(Task description) Every entry must be given again exactly. Include no pictures.

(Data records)
-------
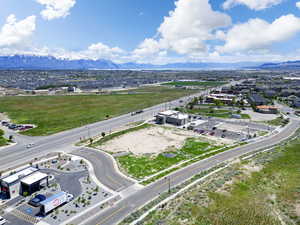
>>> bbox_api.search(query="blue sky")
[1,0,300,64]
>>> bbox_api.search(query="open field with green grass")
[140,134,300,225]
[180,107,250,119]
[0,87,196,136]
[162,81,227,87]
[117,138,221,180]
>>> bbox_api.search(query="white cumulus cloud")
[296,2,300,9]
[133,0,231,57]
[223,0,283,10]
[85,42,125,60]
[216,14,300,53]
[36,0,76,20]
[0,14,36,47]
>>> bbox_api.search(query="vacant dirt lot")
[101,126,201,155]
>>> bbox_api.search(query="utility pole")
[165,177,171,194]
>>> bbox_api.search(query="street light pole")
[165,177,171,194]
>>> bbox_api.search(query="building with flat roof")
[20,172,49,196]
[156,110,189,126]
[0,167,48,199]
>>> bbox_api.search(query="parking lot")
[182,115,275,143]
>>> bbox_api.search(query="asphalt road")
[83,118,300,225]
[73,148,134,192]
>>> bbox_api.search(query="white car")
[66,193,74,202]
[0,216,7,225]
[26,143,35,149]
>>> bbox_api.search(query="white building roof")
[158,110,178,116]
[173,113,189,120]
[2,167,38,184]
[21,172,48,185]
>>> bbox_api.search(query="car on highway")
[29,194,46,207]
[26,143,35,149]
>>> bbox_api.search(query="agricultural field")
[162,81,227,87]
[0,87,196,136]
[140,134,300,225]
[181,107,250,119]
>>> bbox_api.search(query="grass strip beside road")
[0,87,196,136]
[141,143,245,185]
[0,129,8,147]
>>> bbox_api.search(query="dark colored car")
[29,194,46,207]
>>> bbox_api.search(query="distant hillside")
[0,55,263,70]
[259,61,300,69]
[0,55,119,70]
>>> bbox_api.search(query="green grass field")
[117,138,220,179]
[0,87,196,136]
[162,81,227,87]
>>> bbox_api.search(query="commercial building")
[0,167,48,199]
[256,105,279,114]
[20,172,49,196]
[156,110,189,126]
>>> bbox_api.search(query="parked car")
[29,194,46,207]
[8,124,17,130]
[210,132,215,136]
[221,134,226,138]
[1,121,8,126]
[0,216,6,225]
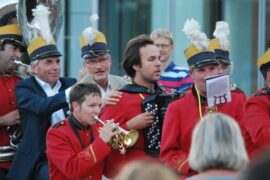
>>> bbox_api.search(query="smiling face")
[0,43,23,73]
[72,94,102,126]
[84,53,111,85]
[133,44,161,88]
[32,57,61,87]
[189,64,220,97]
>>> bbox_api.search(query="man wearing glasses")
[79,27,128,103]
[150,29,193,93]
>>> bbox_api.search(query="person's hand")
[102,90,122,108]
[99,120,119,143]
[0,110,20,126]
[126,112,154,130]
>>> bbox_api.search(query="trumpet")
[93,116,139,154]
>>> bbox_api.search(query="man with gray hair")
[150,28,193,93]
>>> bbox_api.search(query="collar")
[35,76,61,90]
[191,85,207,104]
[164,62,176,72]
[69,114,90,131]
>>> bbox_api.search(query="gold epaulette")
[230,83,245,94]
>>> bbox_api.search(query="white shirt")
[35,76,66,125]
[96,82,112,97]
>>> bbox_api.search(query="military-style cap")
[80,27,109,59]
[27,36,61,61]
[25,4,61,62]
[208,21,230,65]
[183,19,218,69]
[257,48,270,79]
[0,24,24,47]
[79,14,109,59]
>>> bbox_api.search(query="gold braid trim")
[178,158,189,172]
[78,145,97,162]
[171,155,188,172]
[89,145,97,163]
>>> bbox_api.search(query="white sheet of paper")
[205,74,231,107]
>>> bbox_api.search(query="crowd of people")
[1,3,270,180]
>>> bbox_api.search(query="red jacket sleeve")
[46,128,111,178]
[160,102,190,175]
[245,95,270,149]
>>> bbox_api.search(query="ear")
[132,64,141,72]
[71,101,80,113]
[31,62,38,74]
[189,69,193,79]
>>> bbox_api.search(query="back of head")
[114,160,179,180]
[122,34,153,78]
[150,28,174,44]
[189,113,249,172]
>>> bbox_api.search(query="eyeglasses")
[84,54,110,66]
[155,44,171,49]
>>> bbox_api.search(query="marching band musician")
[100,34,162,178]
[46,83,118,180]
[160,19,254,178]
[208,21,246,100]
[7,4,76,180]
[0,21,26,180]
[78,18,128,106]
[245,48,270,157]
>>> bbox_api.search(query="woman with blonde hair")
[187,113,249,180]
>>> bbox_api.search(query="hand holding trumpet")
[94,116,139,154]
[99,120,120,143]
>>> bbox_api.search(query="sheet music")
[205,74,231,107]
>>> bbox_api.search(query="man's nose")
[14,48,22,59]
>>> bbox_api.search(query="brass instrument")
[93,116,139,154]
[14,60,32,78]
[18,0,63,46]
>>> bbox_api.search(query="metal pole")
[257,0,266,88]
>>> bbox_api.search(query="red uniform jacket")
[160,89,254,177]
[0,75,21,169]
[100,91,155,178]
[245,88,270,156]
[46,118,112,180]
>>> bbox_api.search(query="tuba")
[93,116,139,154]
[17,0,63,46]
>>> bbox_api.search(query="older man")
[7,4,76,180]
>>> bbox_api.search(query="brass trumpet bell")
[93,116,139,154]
-------
(Task answer)
>>> bbox_api.search(query="blue sky")
[1,0,300,64]
>>> bbox_api.search(query="open field with green grass")
[140,134,300,225]
[180,107,250,119]
[0,87,196,136]
[162,81,227,87]
[117,138,221,180]
>>> bbox_api.search(query="white cumulus cloud")
[296,2,300,9]
[133,0,231,57]
[223,0,283,10]
[85,42,125,60]
[216,14,300,53]
[36,0,76,20]
[0,14,36,47]
>>> bbox_api.search(query="vacant dirt lot")
[101,126,201,155]
>>> bbox_api.search(query="utility pole")
[165,177,171,194]
>>> bbox_api.search(query="street light pole")
[165,177,171,194]
>>> bbox_api.search(query="building with flat roof")
[20,172,49,196]
[156,110,189,126]
[0,167,48,199]
>>> bbox_api.search(query="parking lot")
[182,115,275,143]
>>> bbox_api.search(query="asphalt road")
[83,118,300,225]
[73,148,134,192]
>>> bbox_api.search(query="white car")
[66,193,74,202]
[0,216,7,225]
[26,143,35,149]
>>> bbox_api.search(query="white building roof")
[158,110,178,116]
[173,113,189,120]
[2,167,38,184]
[21,172,48,185]
>>> bbox_api.search(query="car on highway")
[29,194,46,207]
[26,143,35,149]
>>> bbox_api.search(query="agricultural field")
[162,81,227,87]
[0,87,196,136]
[140,134,300,225]
[181,107,250,119]
>>> bbox_api.search(query="grass strip beside road")
[0,87,196,136]
[141,143,245,185]
[0,129,8,147]
>>> bbox_api.search(query="dark colored car")
[29,194,46,207]
>>> bbox_api.search(query="distant hillside")
[0,55,263,70]
[259,61,300,69]
[0,55,119,70]
>>> bbox_api.search(query="green grass field")
[117,138,220,179]
[0,87,196,136]
[162,81,227,87]
>>> bbox_api.search(query="commercial building")
[0,167,48,199]
[256,105,279,114]
[20,172,49,196]
[156,110,189,126]
>>> bbox_api.search(query="parked car")
[29,194,46,207]
[8,124,17,130]
[210,132,215,136]
[221,134,226,138]
[1,121,8,126]
[0,216,6,225]
>>> bbox_api.search(query="smiling face")
[0,43,23,73]
[72,94,102,126]
[84,53,111,85]
[133,44,161,88]
[32,57,61,87]
[189,64,220,97]
>>> bbox_api.search(query="man wearing glasses")
[79,27,128,103]
[150,29,193,93]
>>> bbox_api.search(query="person's hand")
[102,90,122,108]
[99,120,119,143]
[0,110,20,126]
[126,112,154,130]
>>> bbox_api.search(query="trumpet")
[93,116,139,154]
>>> bbox_api.search(query="man with gray hair")
[150,28,193,93]
>>> bbox_api.search(query="collar")
[35,76,61,90]
[191,85,207,104]
[164,62,176,72]
[69,114,90,131]
>>> bbox_api.search(query="gold epaulette")
[230,83,245,94]
>>> bbox_api.search(query="white shirt")
[35,76,66,125]
[96,82,112,97]
>>> bbox_api.search(query="military-style cap")
[80,27,109,59]
[27,36,61,61]
[25,4,61,62]
[208,21,230,65]
[183,19,218,69]
[257,48,270,79]
[0,24,24,47]
[79,14,109,59]
>>> bbox_api.search(query="gold braid trim")
[178,158,189,172]
[78,145,97,162]
[171,155,188,172]
[89,145,97,163]
>>> bbox_api.search(query="white sheet of paper")
[205,74,231,107]
>>> bbox_api.search(query="crowd of people")
[1,3,270,180]
>>> bbox_api.search(query="red jacket sleeve")
[46,128,111,178]
[160,102,190,175]
[245,95,270,149]
>>> bbox_api.search(query="ear")
[132,64,141,72]
[71,101,80,113]
[31,62,38,74]
[189,69,193,79]
>>> bbox_api.search(query="back of head")
[114,160,179,180]
[122,34,153,78]
[150,28,174,44]
[189,113,249,172]
>>> bbox_api.search(query="eyeglasses")
[84,54,110,66]
[155,44,171,49]
>>> bbox_api.search(query="marching band musician")
[100,34,162,178]
[46,83,118,180]
[160,19,254,178]
[208,21,246,100]
[7,4,76,180]
[0,21,26,180]
[78,18,128,106]
[245,48,270,157]
>>> bbox_api.search(query="woman with blonde hair")
[187,113,249,180]
>>> bbox_api.search(query="hand holding trumpet")
[94,116,139,154]
[99,120,120,143]
>>> bbox_api.search(query="sheet music")
[205,74,231,107]
>>> bbox_api.search(query="man's nose")
[14,48,22,59]
>>> bbox_api.search(query="brass instrument")
[93,116,139,154]
[14,60,32,78]
[18,0,63,46]
>>> bbox_api.search(query="metal pole")
[257,0,266,88]
>>> bbox_api.search(query="red uniform jacket")
[160,89,254,177]
[0,75,21,169]
[100,91,155,178]
[245,88,270,156]
[46,118,112,180]
>>> bbox_api.search(query="tuba")
[93,116,139,154]
[17,0,63,46]
>>> bbox_api.search(query="older man")
[7,4,76,180]
>>> bbox_api.search(query="brass trumpet bell")
[93,116,139,154]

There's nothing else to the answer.